Task directions:
Provide the count of lines below that include the word "post", without any accompanying remarks.

[Data for the task — start]

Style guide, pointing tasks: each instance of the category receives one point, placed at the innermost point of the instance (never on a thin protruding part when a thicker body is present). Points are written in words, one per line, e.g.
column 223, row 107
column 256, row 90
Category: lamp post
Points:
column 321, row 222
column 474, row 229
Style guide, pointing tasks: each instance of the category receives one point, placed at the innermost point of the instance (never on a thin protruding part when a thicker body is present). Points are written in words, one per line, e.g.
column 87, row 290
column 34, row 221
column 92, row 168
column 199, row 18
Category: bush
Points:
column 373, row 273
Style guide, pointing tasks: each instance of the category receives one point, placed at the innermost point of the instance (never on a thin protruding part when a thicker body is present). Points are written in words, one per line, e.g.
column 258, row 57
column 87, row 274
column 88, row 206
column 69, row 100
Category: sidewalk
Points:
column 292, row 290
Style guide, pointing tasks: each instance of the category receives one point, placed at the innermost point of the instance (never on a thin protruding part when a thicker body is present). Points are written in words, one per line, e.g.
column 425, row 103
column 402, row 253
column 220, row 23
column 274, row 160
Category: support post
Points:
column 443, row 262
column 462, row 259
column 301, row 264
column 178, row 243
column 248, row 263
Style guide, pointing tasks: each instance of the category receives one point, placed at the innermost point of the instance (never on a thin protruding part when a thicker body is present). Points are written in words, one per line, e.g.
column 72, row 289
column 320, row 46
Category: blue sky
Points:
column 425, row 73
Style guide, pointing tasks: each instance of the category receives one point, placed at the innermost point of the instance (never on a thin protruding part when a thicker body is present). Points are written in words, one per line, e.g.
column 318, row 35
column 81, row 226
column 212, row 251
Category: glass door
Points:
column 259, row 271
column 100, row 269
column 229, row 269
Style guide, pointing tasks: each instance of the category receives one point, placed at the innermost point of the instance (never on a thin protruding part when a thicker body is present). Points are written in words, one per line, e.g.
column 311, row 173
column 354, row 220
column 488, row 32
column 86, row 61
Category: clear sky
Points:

[Data for the task — finish]

Task solution:
2